## What is expected
Work out how many lines of the records below contain the string "face", counting case as significant, and give only that number.
──────── Data shown
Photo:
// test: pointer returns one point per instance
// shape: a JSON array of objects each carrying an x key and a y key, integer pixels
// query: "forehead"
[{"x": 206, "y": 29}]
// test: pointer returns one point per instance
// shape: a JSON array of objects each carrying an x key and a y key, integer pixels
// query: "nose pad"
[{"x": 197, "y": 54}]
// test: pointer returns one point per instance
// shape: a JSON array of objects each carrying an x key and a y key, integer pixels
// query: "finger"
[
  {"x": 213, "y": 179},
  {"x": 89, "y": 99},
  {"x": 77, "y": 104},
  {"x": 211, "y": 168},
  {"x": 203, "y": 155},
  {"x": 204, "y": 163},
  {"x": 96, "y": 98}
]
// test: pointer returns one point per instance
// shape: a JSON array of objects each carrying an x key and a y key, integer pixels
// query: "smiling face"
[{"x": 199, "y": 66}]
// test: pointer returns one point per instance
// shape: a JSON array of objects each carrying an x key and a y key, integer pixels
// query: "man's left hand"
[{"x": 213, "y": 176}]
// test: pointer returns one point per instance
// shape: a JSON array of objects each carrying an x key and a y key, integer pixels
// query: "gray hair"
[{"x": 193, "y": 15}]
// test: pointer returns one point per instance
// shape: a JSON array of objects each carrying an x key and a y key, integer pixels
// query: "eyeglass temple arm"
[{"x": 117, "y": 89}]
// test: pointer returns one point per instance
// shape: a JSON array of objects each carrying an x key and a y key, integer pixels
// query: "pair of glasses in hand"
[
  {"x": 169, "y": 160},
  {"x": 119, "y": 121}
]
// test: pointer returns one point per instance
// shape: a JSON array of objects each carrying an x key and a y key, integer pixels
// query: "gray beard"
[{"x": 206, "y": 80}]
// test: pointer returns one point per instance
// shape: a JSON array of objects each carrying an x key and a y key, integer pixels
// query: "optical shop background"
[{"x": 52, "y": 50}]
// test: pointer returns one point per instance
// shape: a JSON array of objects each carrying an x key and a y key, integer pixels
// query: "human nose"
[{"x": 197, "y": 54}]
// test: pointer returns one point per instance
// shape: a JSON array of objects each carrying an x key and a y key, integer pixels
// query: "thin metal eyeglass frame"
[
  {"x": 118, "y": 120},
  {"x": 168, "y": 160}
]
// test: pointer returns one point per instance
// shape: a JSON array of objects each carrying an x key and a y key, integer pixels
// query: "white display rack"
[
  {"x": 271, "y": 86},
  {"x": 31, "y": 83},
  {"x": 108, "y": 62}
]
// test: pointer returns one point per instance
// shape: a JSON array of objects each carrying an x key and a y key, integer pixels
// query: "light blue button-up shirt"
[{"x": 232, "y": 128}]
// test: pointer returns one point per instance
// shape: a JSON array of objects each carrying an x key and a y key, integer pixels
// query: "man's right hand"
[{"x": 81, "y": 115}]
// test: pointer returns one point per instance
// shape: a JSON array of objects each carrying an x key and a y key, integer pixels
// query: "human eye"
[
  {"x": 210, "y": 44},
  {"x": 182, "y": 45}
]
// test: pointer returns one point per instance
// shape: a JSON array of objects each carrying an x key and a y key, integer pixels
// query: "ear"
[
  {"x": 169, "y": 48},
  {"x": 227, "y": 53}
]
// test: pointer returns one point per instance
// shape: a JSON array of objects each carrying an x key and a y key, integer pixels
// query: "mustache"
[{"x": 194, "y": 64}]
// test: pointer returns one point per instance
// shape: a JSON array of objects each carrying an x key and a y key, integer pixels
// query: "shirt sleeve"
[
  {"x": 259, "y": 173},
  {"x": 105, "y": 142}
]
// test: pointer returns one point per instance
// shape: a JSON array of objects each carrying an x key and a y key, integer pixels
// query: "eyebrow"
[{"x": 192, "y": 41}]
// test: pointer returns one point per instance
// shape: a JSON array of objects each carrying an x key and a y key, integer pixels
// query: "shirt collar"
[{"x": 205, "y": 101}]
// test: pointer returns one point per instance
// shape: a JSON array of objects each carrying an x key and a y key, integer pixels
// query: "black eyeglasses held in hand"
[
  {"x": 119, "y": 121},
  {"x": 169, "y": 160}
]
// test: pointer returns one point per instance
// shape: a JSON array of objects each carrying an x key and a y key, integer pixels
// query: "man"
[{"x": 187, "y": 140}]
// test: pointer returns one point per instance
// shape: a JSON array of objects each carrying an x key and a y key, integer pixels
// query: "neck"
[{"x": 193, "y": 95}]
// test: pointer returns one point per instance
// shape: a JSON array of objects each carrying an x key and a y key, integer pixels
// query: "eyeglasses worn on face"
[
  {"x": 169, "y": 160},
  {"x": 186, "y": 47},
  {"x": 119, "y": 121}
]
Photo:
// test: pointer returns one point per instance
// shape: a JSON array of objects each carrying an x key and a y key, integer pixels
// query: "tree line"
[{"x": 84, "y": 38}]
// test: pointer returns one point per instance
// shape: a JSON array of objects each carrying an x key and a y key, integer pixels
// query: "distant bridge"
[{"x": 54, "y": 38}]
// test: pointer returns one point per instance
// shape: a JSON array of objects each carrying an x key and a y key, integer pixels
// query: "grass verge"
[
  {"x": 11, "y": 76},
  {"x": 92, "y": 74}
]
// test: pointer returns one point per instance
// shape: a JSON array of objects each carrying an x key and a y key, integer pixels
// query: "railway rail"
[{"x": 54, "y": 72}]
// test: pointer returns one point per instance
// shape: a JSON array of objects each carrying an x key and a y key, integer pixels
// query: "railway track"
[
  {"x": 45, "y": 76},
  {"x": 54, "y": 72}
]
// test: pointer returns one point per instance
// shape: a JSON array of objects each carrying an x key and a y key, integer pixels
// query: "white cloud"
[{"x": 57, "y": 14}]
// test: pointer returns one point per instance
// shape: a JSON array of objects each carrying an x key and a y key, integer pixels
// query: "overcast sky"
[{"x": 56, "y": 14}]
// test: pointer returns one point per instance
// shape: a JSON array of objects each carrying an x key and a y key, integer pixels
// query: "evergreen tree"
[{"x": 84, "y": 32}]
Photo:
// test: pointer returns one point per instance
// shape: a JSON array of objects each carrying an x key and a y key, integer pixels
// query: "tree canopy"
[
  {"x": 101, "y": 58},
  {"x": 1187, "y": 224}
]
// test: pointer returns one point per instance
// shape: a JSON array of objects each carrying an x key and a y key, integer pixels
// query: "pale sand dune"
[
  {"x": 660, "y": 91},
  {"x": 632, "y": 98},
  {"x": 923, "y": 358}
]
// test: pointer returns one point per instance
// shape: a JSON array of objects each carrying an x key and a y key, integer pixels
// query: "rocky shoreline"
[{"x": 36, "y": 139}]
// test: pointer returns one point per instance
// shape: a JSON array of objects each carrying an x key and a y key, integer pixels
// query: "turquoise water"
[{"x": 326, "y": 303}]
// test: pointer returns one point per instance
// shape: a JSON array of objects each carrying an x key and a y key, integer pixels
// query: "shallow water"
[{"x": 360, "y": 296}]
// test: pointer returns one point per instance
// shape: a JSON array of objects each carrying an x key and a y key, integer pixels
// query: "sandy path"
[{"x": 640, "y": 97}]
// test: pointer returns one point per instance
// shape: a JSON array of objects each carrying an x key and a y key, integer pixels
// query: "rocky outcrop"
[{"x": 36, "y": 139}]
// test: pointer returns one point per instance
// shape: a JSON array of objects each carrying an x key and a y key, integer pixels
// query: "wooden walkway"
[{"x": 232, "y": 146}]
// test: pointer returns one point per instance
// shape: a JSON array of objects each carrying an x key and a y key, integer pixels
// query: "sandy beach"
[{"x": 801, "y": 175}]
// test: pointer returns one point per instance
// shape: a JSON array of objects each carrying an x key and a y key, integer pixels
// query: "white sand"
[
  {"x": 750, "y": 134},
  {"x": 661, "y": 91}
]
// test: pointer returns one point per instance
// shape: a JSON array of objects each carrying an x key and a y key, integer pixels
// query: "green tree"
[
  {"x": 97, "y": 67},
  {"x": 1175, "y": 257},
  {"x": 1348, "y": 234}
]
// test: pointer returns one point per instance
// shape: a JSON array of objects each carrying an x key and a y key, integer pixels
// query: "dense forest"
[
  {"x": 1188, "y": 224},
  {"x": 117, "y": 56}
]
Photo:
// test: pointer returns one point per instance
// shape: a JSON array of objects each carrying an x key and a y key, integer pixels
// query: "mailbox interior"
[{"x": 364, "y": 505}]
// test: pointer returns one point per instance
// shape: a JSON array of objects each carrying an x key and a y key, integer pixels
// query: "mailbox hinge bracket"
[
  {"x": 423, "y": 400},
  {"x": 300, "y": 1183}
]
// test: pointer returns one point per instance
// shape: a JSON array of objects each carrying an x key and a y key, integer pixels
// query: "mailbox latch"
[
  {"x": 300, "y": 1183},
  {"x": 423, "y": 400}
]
────────────────
## Written reply
2